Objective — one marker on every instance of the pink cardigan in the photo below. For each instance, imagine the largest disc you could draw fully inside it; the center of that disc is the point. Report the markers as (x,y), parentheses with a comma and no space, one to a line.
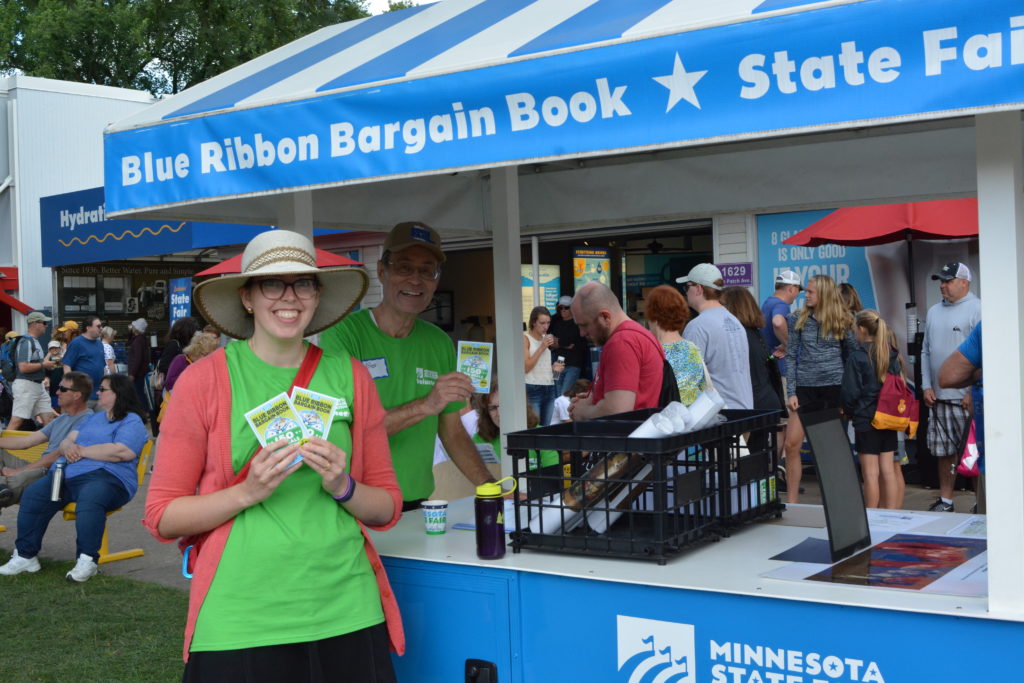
(195,456)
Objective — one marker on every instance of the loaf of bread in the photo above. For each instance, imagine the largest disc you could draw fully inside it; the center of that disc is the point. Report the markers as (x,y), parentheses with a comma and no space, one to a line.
(592,486)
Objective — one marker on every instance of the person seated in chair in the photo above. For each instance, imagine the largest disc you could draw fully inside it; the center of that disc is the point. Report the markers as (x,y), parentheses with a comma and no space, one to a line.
(99,476)
(16,474)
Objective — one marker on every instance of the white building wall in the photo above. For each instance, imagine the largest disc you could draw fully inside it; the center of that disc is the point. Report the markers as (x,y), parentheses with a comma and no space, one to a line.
(733,238)
(53,144)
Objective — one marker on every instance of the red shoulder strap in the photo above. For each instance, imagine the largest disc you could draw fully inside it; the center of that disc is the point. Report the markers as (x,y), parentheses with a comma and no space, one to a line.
(306,371)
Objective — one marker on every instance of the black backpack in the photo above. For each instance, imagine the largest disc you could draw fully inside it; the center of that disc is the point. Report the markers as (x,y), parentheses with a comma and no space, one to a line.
(8,364)
(670,387)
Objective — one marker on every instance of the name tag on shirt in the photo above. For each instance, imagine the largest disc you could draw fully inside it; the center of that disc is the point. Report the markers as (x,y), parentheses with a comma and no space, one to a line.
(377,368)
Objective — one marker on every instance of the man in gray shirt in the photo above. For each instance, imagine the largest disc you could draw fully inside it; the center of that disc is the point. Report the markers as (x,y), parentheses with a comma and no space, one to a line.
(16,474)
(719,335)
(947,325)
(31,399)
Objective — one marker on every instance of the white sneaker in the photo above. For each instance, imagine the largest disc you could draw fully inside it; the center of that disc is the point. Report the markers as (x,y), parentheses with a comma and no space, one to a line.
(17,564)
(84,569)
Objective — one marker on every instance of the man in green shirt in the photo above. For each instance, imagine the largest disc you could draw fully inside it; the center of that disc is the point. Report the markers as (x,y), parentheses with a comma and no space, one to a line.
(413,364)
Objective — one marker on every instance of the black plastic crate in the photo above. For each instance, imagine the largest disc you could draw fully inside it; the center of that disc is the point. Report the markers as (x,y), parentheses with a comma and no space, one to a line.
(682,501)
(657,505)
(747,465)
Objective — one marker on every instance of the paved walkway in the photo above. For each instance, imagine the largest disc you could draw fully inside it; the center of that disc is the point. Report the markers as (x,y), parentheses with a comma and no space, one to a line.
(162,563)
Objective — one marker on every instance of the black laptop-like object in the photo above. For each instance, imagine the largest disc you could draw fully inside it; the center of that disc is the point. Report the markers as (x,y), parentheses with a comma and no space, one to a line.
(841,493)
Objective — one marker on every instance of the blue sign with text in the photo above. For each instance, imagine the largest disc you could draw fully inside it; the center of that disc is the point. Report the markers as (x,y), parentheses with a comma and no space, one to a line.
(844,264)
(808,70)
(75,229)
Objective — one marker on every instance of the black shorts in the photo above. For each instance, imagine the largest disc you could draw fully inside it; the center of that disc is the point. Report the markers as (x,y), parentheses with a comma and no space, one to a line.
(873,441)
(813,399)
(361,655)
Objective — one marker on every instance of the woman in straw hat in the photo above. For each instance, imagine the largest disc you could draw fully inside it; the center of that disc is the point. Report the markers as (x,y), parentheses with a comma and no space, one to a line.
(288,586)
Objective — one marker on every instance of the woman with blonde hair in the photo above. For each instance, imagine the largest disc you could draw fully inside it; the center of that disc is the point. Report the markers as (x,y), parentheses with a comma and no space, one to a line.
(820,339)
(288,585)
(667,313)
(865,372)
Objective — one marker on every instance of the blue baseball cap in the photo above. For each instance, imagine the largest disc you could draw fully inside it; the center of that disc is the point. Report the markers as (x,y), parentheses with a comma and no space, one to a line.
(414,233)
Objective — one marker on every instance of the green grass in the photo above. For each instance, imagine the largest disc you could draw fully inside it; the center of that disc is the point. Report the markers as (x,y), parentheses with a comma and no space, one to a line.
(109,629)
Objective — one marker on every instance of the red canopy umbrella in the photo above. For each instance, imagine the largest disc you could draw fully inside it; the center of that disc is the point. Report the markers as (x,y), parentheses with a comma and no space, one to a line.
(865,225)
(325,259)
(879,224)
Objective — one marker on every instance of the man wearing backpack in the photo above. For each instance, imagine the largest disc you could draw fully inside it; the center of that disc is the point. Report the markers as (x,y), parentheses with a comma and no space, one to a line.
(632,365)
(31,399)
(721,338)
(947,326)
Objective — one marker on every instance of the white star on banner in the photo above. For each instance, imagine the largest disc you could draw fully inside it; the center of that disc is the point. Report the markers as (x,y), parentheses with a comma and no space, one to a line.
(680,84)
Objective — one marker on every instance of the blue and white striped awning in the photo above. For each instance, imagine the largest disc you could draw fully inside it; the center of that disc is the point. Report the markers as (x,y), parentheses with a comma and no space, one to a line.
(469,84)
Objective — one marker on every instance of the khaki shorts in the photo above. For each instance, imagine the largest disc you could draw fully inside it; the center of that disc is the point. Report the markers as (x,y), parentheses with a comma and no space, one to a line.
(30,399)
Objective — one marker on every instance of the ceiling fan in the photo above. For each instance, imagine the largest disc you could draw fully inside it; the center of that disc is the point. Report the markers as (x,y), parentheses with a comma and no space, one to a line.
(655,247)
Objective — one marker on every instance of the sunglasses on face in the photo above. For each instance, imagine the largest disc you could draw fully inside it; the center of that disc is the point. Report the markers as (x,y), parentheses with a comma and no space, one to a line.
(403,269)
(274,288)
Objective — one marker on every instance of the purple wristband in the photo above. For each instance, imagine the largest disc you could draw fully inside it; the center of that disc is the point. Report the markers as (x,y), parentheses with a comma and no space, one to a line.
(347,496)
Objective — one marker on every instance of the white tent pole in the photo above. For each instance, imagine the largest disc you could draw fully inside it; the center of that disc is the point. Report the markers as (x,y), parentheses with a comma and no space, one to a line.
(535,250)
(295,212)
(1000,218)
(508,301)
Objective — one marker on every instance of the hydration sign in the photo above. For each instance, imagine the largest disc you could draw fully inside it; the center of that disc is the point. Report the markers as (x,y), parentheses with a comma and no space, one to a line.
(180,298)
(864,61)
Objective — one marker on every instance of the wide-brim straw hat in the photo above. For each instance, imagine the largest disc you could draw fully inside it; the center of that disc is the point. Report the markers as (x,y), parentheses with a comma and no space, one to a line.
(280,253)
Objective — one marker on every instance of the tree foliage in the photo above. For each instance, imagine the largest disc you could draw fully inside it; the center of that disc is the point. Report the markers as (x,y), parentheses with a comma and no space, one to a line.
(159,45)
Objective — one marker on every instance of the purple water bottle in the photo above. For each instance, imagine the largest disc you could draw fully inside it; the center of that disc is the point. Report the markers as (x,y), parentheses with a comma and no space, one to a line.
(489,510)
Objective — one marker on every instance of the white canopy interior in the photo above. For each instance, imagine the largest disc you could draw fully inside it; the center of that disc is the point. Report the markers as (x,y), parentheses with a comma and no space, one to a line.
(872,101)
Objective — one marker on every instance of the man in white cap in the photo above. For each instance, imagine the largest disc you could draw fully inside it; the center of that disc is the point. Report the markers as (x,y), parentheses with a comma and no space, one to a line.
(632,366)
(85,353)
(139,355)
(719,335)
(31,399)
(776,309)
(568,344)
(413,364)
(946,327)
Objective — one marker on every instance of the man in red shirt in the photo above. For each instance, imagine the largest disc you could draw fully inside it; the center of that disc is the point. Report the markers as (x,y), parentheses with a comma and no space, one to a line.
(629,375)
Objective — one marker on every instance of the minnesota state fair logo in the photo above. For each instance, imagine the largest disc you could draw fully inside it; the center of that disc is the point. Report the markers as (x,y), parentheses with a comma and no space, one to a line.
(653,651)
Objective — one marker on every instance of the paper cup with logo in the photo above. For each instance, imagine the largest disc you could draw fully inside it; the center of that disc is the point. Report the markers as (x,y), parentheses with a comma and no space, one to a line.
(434,516)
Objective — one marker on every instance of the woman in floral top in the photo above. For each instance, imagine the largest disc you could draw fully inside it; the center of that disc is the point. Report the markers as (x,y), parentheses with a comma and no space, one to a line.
(667,314)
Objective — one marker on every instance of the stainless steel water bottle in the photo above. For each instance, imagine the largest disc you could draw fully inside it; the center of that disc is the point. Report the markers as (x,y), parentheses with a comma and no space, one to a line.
(57,479)
(489,509)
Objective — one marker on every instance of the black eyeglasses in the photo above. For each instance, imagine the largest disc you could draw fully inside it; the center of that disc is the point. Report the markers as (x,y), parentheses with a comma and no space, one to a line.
(403,269)
(274,288)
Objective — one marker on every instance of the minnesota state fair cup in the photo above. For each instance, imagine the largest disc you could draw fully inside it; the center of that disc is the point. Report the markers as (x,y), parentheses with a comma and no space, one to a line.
(434,516)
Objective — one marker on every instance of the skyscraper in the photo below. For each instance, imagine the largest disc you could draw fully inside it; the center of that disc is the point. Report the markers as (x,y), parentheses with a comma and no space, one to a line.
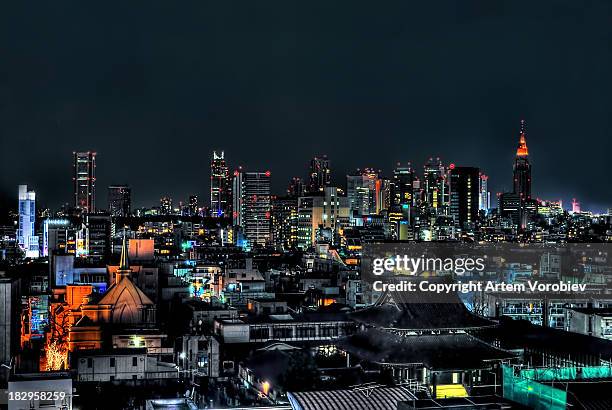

### GIVEN REQUEST
Which lines in the listing above contain the string "bottle"? Pull each of them out in full.

### ANSWER
Objective — one marker on every instance of the purple water bottle in the photo above. For each instance, imagine the largest disc you could draw fully inside it; the center of that disc is the point. Report the markers as (x,y), parentheses with a comma and no space, one to a line.
Objective — one marker on every instance of the stainless steel water bottle in the photo above. For each instance, imagine the largest disc you could draw fully inside it; the center of that disc is the point. Report the markers as (x,y), parentheses with a comma and no space, one to a line.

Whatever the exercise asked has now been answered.